_Given text_
Systematic framework tests for all machines #4712

karlnapf · 2019-07-09T09:46:34Z

testing

use sgobject iterator to instantiate and test all machines from a given list
individual ignore lists for each test (runtime)
automate header and machine name extraction from trained_model_serialization.cc.py
separate data generating code into environment
clean up

tests

consistency of views/subset with subsampled(no-view, same data)
training/apply leaves data unchanged
training thread consistency
test cross-validation thread consistency
import trained_model_serialization tests
delete old trained_model_serialization tests
training without initializing does throw an exception (and doesnt crash)
document non-working machines in ignore lists

karlnapf · 2019-07-09T09:47:37Z

tests/unit/machine/all_machines_unittest.cc

+	}
+}
+
+TEST(AllMachines, cv_thread_consistency)


@theartful these are the kind of tests I was talking about.

these are very nice!

do you think separating the data generating code to the public interface would be a good idea? examples would benefit from them for instance

yes I want to move all that into an environment similar to those used by trained_model_serialization so the data can be re-used for other instances. Will add that to the list, thanks

karlnapf · 2019-07-09T15:11:26Z

tests/unit/evaluation/CrossValidation_unittest.cc

@@ -1,206 +0,0 @@
-/*


these are subsumed by the new ones

vigsterkr

redundant and inconsistent

vigsterkr · 2019-07-10T10:03:03Z

tests/unit/machine/all_machines_unittest.cc

+
+TEST(AllMachines, train_thread_consistency)

_Given data_
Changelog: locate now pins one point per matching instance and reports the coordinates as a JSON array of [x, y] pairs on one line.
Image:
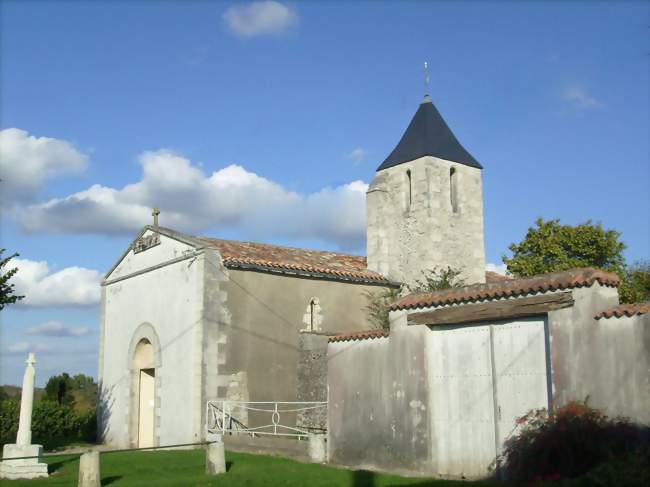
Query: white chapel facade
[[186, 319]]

...

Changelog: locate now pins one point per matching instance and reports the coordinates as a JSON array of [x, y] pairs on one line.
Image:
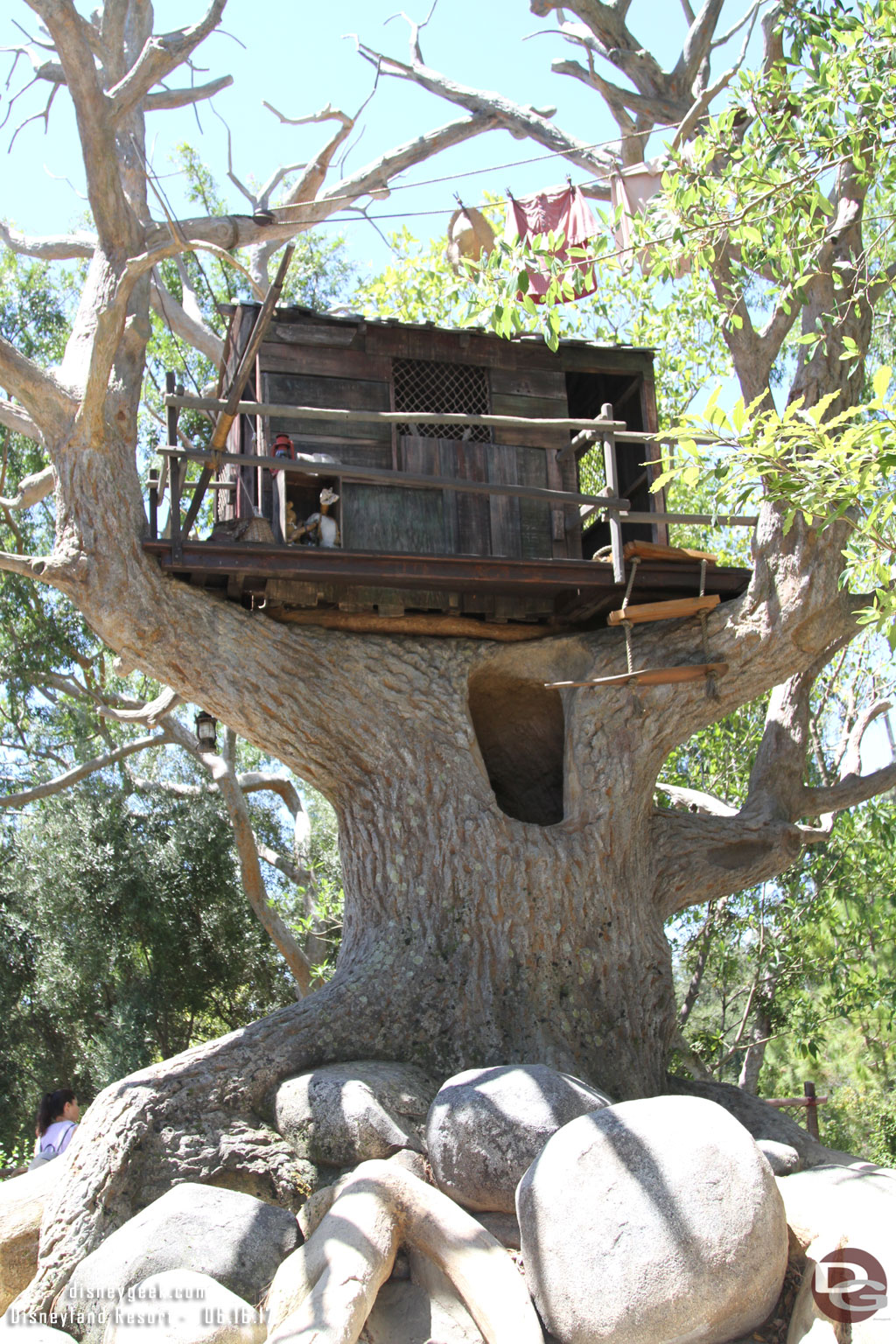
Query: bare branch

* * *

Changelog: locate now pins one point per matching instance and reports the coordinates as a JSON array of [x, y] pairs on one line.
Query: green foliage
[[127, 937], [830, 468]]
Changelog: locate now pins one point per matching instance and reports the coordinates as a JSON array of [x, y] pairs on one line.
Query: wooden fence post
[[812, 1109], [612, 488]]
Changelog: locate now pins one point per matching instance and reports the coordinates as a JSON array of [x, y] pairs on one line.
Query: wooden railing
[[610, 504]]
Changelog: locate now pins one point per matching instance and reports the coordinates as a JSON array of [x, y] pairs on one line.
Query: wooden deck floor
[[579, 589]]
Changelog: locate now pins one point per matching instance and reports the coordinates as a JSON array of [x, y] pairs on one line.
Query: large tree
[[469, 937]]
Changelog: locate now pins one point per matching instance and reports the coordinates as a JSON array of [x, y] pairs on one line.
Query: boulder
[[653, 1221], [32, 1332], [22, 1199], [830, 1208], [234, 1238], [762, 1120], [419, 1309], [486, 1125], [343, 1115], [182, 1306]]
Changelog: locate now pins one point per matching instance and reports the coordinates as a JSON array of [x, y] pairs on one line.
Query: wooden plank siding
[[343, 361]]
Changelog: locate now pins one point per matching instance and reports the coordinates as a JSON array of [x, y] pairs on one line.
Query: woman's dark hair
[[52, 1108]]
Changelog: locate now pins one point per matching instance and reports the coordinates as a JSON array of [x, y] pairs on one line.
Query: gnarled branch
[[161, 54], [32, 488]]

_Complete the following_
1. In the pull request thread on systematic framework tests for all machines, what reason does karlnapf give for deleting the old cross-validation unit tests?
2. Continue the pull request thread on systematic framework tests for all machines, starting right after its final line.

_Answers to the exercise_
1. They are subsumed by the new ones.

2.
+{
+	std::set<std::string> ignores = {


copy-paste all around the source... plz avoid redundancy

the ignores are test-specific.

yeah 3x times the very same ignore

this is because the number of tested machines is small and not yet automated. Although there are already differences here, see random forest. For more machines tested, there will be more diversity. If not, i can of course drop this.

since you copy paste 3 times the value... you could create a value of it instead of copy-pasting the same string around. 1 copy-paste is one too many imo

sure, i will look into this once the coverage is bigger

vigsterkr · 2019-07-10T10:04:30Z

tests/unit/machine/all_machines_unittest.cc

+		cv->put("seed", 1);
+		auto result_single = cv->evaluate();
+
+		get_global_parallel()->set_num_threads(4);


this is a by-chance checking of the consistency... depends on many aspects. for example on the machine that the code is being run on etc.

true, but this already revealed bugs. open for ways to improve

that's one thing that you have a test locally to have this tested... its another thing that have this formalised in a test that is part of the codebase and the CI that is going to be run on many different arch/distro etc...

for example:

do not use global_parallel - that is going to be dropped eventually - the sooner the better

why 4, why not 8, or 3 or 11 or 42? you could actually use a function to get the runtime env supported number of max threads and use that number, and if it's 1 then say that foobar.
....

the number is of course arbitrary, good idea to use the available number of threads, i will do that

vigsterkr · 2019-07-10T10:05:40Z

tests/unit/machine/all_machines_unittest.cc

+		init_machine(machine);
+		auto data = generate_data(machine);
+
+		machine->set_labels(data.second);


the triplet: set_labels, train, apply sprayed around this source again... while it could be a function that returns a tuple that you nicely tie and get it back

for further info: https://en.cppreference.com/w/cpp/language/structured_binding

but in this case you would actually just return the predictions... so you dont even need that... just pass the rvalue of the tuple (labels, data)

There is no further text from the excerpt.